----- Source material -----
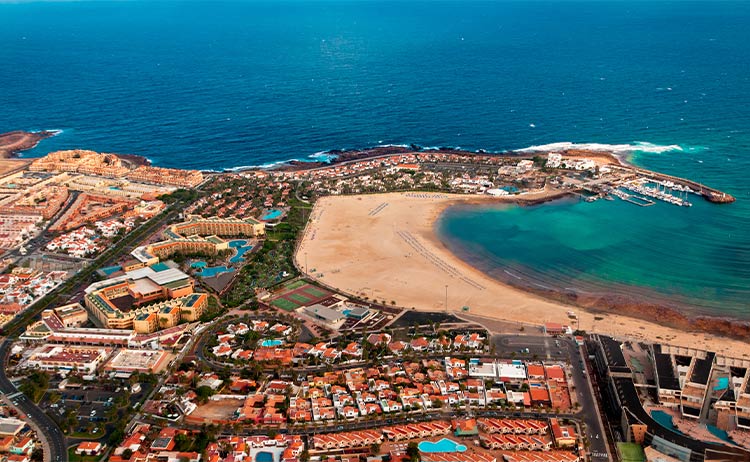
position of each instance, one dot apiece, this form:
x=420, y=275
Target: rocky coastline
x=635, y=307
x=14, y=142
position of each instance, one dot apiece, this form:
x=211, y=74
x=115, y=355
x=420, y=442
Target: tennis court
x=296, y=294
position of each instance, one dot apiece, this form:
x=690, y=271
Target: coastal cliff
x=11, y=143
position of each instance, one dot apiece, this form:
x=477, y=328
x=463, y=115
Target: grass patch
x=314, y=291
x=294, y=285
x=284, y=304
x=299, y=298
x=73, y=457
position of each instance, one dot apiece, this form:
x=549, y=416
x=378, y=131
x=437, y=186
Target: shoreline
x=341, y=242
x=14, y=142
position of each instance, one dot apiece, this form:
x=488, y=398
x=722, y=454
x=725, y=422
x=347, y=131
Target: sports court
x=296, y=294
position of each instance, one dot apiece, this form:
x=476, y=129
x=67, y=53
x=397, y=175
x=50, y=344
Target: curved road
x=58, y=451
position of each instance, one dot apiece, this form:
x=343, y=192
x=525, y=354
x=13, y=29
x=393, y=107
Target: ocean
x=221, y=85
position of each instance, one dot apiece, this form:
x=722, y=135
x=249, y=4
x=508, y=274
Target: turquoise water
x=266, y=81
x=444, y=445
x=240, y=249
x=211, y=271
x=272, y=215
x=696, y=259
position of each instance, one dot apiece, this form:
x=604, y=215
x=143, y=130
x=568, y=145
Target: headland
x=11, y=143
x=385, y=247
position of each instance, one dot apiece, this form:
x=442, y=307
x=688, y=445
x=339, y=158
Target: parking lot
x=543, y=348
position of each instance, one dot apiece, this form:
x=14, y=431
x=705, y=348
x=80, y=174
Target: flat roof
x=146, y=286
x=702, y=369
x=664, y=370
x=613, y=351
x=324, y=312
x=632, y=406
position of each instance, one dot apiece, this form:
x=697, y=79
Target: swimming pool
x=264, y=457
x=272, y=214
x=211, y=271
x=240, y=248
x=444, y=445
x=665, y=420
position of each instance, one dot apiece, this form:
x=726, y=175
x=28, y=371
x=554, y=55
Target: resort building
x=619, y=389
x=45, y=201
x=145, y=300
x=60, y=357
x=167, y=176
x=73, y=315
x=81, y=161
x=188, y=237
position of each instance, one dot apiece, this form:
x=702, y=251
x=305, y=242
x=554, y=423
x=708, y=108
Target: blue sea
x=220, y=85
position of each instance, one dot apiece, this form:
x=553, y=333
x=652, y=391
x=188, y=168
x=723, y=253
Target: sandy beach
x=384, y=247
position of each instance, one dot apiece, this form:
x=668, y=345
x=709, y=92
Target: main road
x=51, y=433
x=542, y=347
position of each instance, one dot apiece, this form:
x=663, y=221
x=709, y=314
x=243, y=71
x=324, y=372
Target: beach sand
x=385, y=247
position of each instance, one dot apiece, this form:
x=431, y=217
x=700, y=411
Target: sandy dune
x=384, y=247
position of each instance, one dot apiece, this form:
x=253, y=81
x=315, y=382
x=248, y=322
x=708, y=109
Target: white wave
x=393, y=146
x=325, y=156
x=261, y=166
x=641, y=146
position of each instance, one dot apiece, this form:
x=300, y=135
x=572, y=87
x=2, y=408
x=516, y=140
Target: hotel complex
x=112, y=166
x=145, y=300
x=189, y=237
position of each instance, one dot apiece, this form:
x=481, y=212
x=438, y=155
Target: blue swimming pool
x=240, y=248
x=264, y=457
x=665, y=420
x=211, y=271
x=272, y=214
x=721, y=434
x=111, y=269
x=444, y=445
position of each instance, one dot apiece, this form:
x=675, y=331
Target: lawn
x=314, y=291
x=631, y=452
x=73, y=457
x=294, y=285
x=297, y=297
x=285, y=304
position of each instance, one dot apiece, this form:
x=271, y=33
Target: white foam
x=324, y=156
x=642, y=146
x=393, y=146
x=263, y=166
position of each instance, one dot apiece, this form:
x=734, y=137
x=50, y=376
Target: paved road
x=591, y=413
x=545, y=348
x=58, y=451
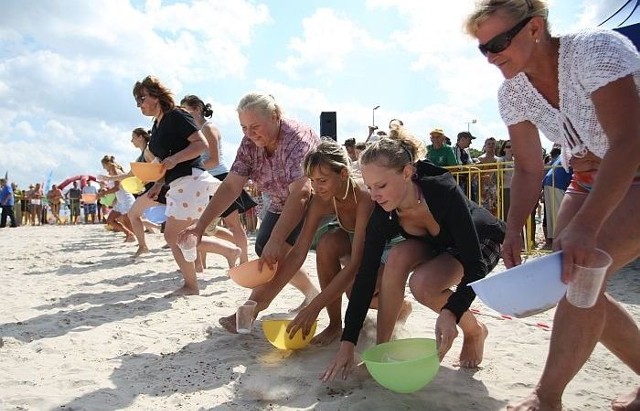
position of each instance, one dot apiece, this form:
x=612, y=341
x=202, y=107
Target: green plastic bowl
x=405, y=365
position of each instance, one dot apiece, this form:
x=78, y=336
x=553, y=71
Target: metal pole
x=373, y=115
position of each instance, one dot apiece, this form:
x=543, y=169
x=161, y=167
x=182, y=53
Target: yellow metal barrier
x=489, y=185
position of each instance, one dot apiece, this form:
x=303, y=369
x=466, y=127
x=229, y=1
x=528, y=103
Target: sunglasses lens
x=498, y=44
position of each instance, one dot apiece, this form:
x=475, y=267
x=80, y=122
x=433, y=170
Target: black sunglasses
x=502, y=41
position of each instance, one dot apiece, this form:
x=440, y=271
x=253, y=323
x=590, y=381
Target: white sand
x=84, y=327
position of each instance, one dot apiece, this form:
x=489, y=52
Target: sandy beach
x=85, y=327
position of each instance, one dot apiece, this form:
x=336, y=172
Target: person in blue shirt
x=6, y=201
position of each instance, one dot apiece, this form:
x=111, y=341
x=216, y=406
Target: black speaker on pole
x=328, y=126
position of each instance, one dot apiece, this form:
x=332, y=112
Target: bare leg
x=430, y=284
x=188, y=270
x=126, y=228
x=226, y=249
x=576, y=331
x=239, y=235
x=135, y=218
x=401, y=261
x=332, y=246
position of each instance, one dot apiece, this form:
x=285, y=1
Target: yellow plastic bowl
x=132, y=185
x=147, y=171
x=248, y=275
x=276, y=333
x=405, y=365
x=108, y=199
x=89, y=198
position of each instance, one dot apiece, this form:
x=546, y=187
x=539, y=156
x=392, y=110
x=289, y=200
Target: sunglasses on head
-----
The task: Your copy should restate every record word for word and contain no pictures.

Output for this exercise:
position of each instance, one dot apiece, this form:
x=420, y=275
Target: rocky coastline
x=635, y=307
x=14, y=142
position of each instance, one dot apiece, this form:
x=211, y=74
x=115, y=355
x=420, y=442
Target: tennis court
x=296, y=294
position of each instance, one dot apiece, this form:
x=690, y=271
Target: coastal cliff
x=11, y=143
position of each instance, one dot apiece, this form:
x=477, y=328
x=463, y=115
Target: grass patch
x=314, y=291
x=294, y=285
x=284, y=304
x=299, y=298
x=73, y=457
position of each instance, one dot apiece, this form:
x=549, y=416
x=378, y=131
x=437, y=186
Target: shoreline
x=341, y=242
x=14, y=142
position of each instance, one dot apiece, this form:
x=488, y=398
x=722, y=454
x=725, y=422
x=347, y=131
Target: sports court
x=296, y=294
position of each instance, one dot apiece, this form:
x=476, y=129
x=67, y=53
x=397, y=175
x=50, y=344
Target: curved road
x=58, y=451
position of each instance, one dot apiece, this form:
x=343, y=192
x=525, y=354
x=13, y=29
x=393, y=107
Target: ocean
x=221, y=85
position of each instance, one dot apiece, this form:
x=722, y=135
x=249, y=4
x=508, y=274
Target: turquoise water
x=266, y=81
x=444, y=445
x=240, y=249
x=211, y=271
x=272, y=215
x=696, y=259
position of each instance, one dot apiece, this form:
x=604, y=215
x=143, y=130
x=568, y=145
Target: headland
x=11, y=143
x=385, y=247
position of each instance, one dot apiece, this form:
x=442, y=307
x=688, y=445
x=339, y=158
Target: parking lot
x=543, y=348
position of each instance, one dot apiece, this form:
x=14, y=431
x=705, y=348
x=80, y=174
Target: flat roof
x=146, y=286
x=702, y=369
x=664, y=370
x=613, y=351
x=324, y=312
x=632, y=406
position of each instance, one dot apiece, this form:
x=697, y=79
Target: swimming pool
x=264, y=457
x=272, y=214
x=211, y=271
x=240, y=248
x=444, y=445
x=665, y=420
position of each instance, one dot apiece, this form:
x=726, y=175
x=28, y=371
x=554, y=55
Target: resort building
x=619, y=389
x=45, y=201
x=145, y=300
x=60, y=357
x=167, y=176
x=73, y=315
x=81, y=161
x=188, y=237
position of each instance, one dot apiece, this form:
x=702, y=251
x=305, y=242
x=554, y=423
x=708, y=108
Target: blue sea
x=220, y=85
position of each instance, one dot apiece, this form:
x=553, y=333
x=652, y=391
x=188, y=168
x=723, y=253
Target: sandy beach
x=384, y=247
position of each instance, one dot apiece, this form:
x=668, y=345
x=709, y=92
Target: main road
x=51, y=433
x=542, y=347
position of each instance, one dot apiece, this form:
x=663, y=221
x=709, y=314
x=243, y=71
x=324, y=372
Target: beach sand
x=385, y=247
position of each instance, one dot apiece, this form:
x=431, y=217
x=700, y=411
Target: sandy dune
x=384, y=247
position of each instance, one dot apiece, this form:
x=253, y=81
x=315, y=382
x=248, y=322
x=708, y=109
Target: white wave
x=393, y=146
x=325, y=156
x=261, y=166
x=641, y=146
position of each instance, one dot apiece, this form:
x=300, y=135
x=572, y=87
x=2, y=408
x=516, y=140
Target: hotel complex
x=112, y=166
x=145, y=300
x=189, y=237
position of each instance, one dot apiece, this form:
x=481, y=212
x=438, y=155
Target: blue swimming pool
x=240, y=248
x=264, y=457
x=665, y=420
x=211, y=271
x=272, y=214
x=721, y=434
x=111, y=269
x=444, y=445
position of each instance, one dot apiece, this form:
x=675, y=331
Target: lawn
x=314, y=291
x=631, y=452
x=73, y=457
x=294, y=285
x=297, y=297
x=285, y=304
position of each instance, one dot apiece, this form:
x=271, y=33
Target: white foam
x=324, y=156
x=642, y=146
x=393, y=146
x=263, y=166
position of each instance, one dot apiece, this form:
x=734, y=137
x=50, y=376
Target: paved road
x=591, y=413
x=545, y=348
x=58, y=451
position of each instance, one dot apiece, this form:
x=612, y=341
x=202, y=107
Target: green plastic bowl
x=405, y=365
position of each instance, one dot apiece, this form:
x=78, y=336
x=553, y=71
Target: metal pole
x=373, y=115
position of each instance, one dot apiece, this form:
x=543, y=169
x=161, y=167
x=182, y=53
Target: yellow metal barrier
x=489, y=185
position of each instance, one dot apiece, this form:
x=303, y=369
x=466, y=127
x=229, y=1
x=528, y=103
Target: sunglasses lens
x=498, y=44
position of each instance, one dot apiece, this form:
x=475, y=267
x=80, y=122
x=433, y=170
Target: black sunglasses
x=502, y=41
position of each instance, one dot apiece, this form:
x=440, y=271
x=253, y=323
x=590, y=381
Target: white sand
x=84, y=327
position of each instance, one dot apiece, this form:
x=489, y=52
Target: sandy beach
x=85, y=327
position of each instance, one dot apiece, this form:
x=336, y=172
Target: person in blue shirt
x=6, y=201
position of each instance, one dot apiece, this form:
x=111, y=341
x=216, y=406
Target: black speaker on pole
x=328, y=126
position of each instance, one dot apiece, this form:
x=332, y=112
Target: bare leg
x=430, y=284
x=188, y=270
x=126, y=228
x=226, y=249
x=576, y=331
x=239, y=235
x=135, y=218
x=401, y=261
x=332, y=246
position of each instance, one dot apiece, this form:
x=285, y=1
Target: yellow plastic bowl
x=132, y=185
x=147, y=171
x=248, y=275
x=276, y=333
x=405, y=365
x=108, y=199
x=89, y=198
position of each instance, one dot apiece, this form:
x=546, y=187
x=539, y=156
x=392, y=110
x=289, y=200
Target: sunglasses on head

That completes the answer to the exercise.